◆ **DOCUMENT EXCERPT**:
White-Gluz also released a statement saying: "I am very honored and happy to announce a new chapter in my life and musical career. Wages of Sin was the first metal album I ever bought, and it was love at first listen. It is not often that you get a phone call from your favorite band asking you to join! I am thrilled to have the opportunity to work with such amazingly talented musicians whom I also consider great friends. I look forward to being able to write and perform at a whole new level now with Arch Enemy! Music is forever, metal is limitless and this is only the beginning!"

During Arch Enemy's North American tour in support of their album War Eternal, guitarist Nick Cordle left the band on 10 November 2014. Specifically, he left the stage with only a few songs remaining in the set during the show at San Francisco's Regency Ballroom. Christopher Amott temporarily re-joined the band for the remainder of the tour, while famed guitarist Jeff Loomis (formerly of Nevermore) was announced as the official replacement and joined the band for their European tour with Kreator and subsequent events.

New project Black Earth (2016–2017) 
On 22 January 2016, the founding members of Arch Enemy formed a side project named Black Earth. Consisting of former members Liiva and Christopher Amott, and current members Daniel Erlandsson, Michael Amott, and Sharlee D'Angelo, the band played a sold out Japan tour in May 2016 to celebrate the 20th anniversary of both Arch Enemy and the release of their debut album, Black Earth, they only performed songs from the band's first three albums.

Will to Power (2017–2019) 
On 26 August 2016, it was announced that Arch Enemy was working on their tenth studio album which would be released in 2017. On 22 May 2017, the band revealed that the album would be entitled Will to Power, to be released on 8 September 2017 by Century Media Records. 

The first single, "The World Is Yours", was released on 14 July 2017, along with a music video that gained more than 1.1 million views on YouTube in the first two days. 

On 2 August 2017, the band announced a co-headlining North American tour with Trivium in fall 2017 with While She Sleeps and Fit for an Autopsy as support acts.

In an October 2018 interview, Michael Amott announced that he has been "writing a little bit here and there" and has "a few new ideas" for the next Arch Enemy album.

Covered in Blood (2019) 
On 18 January 2019, Arch Enemy released "Covered in Blood", a compilation album of songs covered over the years.

European tour and Deceivers (2020–present)

◆ **RECORD LIST**:
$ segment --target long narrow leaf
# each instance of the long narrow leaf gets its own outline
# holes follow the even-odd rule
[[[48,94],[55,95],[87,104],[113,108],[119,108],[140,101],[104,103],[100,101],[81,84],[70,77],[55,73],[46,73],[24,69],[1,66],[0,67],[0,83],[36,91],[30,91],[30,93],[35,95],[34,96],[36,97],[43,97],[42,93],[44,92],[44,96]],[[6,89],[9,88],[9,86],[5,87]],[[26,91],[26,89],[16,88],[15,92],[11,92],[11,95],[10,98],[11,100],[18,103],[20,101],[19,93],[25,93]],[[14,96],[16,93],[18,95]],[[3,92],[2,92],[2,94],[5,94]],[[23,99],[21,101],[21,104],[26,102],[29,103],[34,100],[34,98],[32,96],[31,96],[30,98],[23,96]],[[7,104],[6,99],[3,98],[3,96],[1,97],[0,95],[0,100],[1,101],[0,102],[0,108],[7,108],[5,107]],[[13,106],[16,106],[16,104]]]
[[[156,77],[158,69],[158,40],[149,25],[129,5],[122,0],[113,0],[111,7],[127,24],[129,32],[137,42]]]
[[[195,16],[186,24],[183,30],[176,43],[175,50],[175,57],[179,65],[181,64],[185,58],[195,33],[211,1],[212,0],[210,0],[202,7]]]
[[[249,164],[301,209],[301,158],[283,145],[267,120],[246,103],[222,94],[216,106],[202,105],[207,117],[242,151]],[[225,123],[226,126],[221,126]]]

◆ **DIRECTIVE**: Continue the Arch Enemy band history from the last line shown.

◆ **THE REPLY**:
On 30 November 2020, Arch Enemy announced their participation in the European Siege Tour 2021 with Behemoth, Carcass and Unto Others (later postponed to 2022). On 21 October 2021, Arch Enemy premiered the music video for their new single "Deceiver, Deceiver". On 10 December 2021, they released a music video for another single, "House of Mirrors". On 27 January 2022, Arch Enemy announced their eleventh album, entitled Deceivers, released on 12 August 2022 (originally announced for 29 July 2022, but later postponed). Along with the album announcement came the third single "Handshake with Hell", with yet another music video. The song was listed as Loudwire's "best metal/rock song" of 2022, after "We'll Be Back" by Megadeth. On 22 April 2022, the band announced the fourth single from the new album, "Sunset over the Empire", released on 20 May 2022, digitally and as a limited 7" vinyl with a B-side "The Judging Eyes", an instrumental remake of "You Will Know My Name" from 2014’s "War Eternal". On 11 July 2022, came the fifth single announcement - "In the Eye of the Storm", out on 14 July 2022.

Musical style
Arch Enemy's musical style has been classified as melodic death metal. AllMusic critic Steve Huey describes the band's sound as a "blend [of] progressive and death metal influences." Earlier albums, such as Burning Bridges, while still classified as melodic death metal, are more centered around classic death metal.

Band members

Current members
 Michael Amott − guitar, backing vocals (1995–present), bass (1995–1997, 1998)
 Daniel Erlandsson − drums (1995–1997, 1998–present)
 Sharlee D'Angelo − bass (1998–present)
 Alissa White-Gluz − lead vocals (2014–present)
 Jeff Loomis − guitar, backing vocals (2014–present)

Former members
 Martin Bengtsson − bass (1997–1998)
 Peter Wildoer − drums (1997–1998)
 Johan Liiva − lead vocals (1995−2000, guest 2015)
 Fredrik Åkesson − guitar, backing vocals (2005–2007)
 Christopher Amott − guitar, backing vocals (1995–2005, 2007–2012, touring member 2014, guest 2015, 2016)
 Angela Gossow − lead vocals (2000–2014)
 Nick Cordle − guitar, backing vocals (2012–2014)

Timeline

Discography

 Black Earth (1996)
 Stigmata (1998)
 Burning Bridges (1999)
 Wages of Sin (2001)
 Anthems of Rebellion (2003)
 Doomsday Machine (2005)
 Rise of the Tyrant (2007)
 Khaos Legions (2011)
 War Eternal (2014)
 Will to Power (2017)
 Deceivers (2022)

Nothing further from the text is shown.